## EXTRACTED TEXT
>>>

Haloalkanes and Haloarenes | IISER Smart Prep

1. Classification

Halogen compounds are classified based on the number of halogen atoms (mono, di, tri) and the hybridization of the carbon attached to the halogen.

Alkyl Halides (sp³): Primary (1°), Secondary (2°), Tertiary (3°). Attached directly to an alkyl carbon.
Allylic Halides (sp³): Halogen bonded to an sp³ hybridized carbon next to a C=C double bond.
Benzylic Halides (sp³): Halogen bonded to an sp³ hybridized carbon next to an aromatic ring.
Vinylic Halides (sp²): Halogen bonded directly to a C=C double bond carbon.
Aryl Halides (sp²): Halogen bonded directly to an aromatic ring (Haloarenes).

2. Nomenclature

IUPAC Name: Haloalkane (e.g., 2-Chloropropane). Halogen is always treated as a substituent, lowest locant rule applies.

Common Name: Alkyl halide (e.g., Isopropyl chloride).

Dihalides:

Geminal dihalide (Gem-dihalide): Both halogens on the SAME carbon (e.g., Ethylidene chloride).
Vicinal dihalide (Vic-dihalide): Halogens on ADJACENT carbons (e.g., Ethylene dichloride).

3. Nature of C–X Bond

Halogens are more electronegative than carbon, making the C–X bond highly polarized. The carbon becomes partially positive (electrophilic center) and the halogen partially negative.

Dipole Moment Order:

CH₃Cl > CH₃F > CH₃Br > CH₃I

Note: CH₃Cl has a higher dipole moment than CH₃F despite Fluorine's higher electronegativity because the longer C-Cl bond length compensates for the lower charge difference (Dipole Moment = Charge × Distance). This is a frequent IAT trap!

4. Preparation of Haloalkanes

From Alcohols:

Reaction with HX: R-OH + HX → R-X + H₂O (Needs ZnCl₂ catalyst for 1° and 2° alcohols - Lucas Reagent).
Reaction with PCl₃/PCl₅: Produces alkyl chlorides.

<<<

## EXERCISE INSTRUCTIONS
a) Translate this sentence from the haloalkanes notes into Spanish: "Halogens are more electronegative than carbon, making the C–X bond highly polarized."
b) List every type of halide that the classification section of the haloalkanes notes names.
c) According to the haloalkanes notes, what catalyst do 1° and 2° alcohols need when they react with HX?
The records come from a separate source.

## INFORMATION SUPPLIED
>>>

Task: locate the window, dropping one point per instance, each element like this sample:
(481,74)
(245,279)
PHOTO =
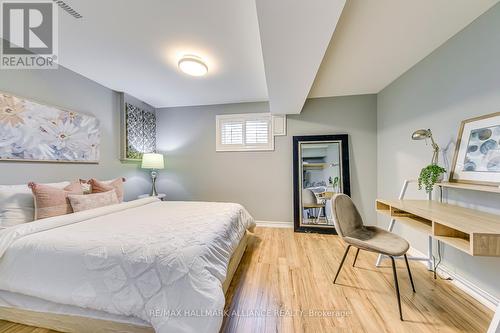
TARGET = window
(244,132)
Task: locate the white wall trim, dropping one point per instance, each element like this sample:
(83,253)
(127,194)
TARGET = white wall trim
(274,224)
(462,283)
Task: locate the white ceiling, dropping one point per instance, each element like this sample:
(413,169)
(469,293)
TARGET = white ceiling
(295,35)
(134,46)
(378,40)
(252,46)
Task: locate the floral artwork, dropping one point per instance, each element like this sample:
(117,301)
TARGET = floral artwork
(30,131)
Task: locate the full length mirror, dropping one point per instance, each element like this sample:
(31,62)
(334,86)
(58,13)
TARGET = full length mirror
(321,169)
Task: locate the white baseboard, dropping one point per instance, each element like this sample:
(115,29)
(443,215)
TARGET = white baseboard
(274,224)
(462,283)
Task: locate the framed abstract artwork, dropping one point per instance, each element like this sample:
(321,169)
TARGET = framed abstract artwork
(477,153)
(139,133)
(34,132)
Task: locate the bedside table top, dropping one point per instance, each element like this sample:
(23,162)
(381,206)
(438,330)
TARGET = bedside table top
(160,196)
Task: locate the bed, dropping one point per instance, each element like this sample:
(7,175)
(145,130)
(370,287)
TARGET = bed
(140,266)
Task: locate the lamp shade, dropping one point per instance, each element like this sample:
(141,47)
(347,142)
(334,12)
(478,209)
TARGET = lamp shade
(152,161)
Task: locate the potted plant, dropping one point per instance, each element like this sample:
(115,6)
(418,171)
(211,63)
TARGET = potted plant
(429,176)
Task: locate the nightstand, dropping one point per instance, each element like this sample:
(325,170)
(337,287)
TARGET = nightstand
(161,196)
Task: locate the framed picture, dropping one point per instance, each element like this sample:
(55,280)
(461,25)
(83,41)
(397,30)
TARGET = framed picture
(138,128)
(35,132)
(477,153)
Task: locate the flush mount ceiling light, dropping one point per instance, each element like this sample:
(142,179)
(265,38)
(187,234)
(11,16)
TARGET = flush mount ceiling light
(193,65)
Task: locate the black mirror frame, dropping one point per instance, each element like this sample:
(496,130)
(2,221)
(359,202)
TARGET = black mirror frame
(346,182)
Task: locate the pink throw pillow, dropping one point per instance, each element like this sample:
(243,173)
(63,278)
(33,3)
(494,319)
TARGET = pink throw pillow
(52,201)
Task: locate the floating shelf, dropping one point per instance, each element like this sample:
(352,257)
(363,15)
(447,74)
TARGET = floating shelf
(470,187)
(474,232)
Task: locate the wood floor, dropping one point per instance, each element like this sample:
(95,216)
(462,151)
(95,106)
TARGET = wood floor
(284,284)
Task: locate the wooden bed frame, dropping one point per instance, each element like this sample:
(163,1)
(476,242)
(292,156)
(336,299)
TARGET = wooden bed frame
(79,324)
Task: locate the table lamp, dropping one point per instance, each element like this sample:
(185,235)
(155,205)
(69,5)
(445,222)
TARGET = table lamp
(423,134)
(154,162)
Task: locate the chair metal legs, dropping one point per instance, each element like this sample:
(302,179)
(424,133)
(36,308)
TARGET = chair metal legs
(342,262)
(355,257)
(394,272)
(396,284)
(409,273)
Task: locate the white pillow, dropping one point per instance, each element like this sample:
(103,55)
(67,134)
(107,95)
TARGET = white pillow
(92,201)
(17,205)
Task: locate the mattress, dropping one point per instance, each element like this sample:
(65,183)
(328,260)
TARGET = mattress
(143,262)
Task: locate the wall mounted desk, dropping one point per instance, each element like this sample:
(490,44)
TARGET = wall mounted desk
(471,231)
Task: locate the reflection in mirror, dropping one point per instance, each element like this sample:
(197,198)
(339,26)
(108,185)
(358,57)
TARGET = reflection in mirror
(321,169)
(320,181)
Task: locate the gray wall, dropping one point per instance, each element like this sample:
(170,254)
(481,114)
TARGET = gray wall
(262,181)
(71,91)
(460,80)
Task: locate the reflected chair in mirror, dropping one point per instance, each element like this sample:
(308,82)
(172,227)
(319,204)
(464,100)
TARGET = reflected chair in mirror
(310,202)
(350,228)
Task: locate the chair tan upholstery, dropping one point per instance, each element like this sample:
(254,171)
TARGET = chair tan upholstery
(349,226)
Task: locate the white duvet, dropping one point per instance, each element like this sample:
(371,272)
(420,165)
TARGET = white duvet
(163,262)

<<<

## SOLUTIONS FOR EACH TASK
a) Los halógenos son más electronegativos que el carbono, lo que hace que el enlace C–X esté altamente polarizado.

b) Alkyl halides, allylic halides, benzylic halides, vinylic halides, aryl halides

c) ZnCl₂ (Lucas reagent)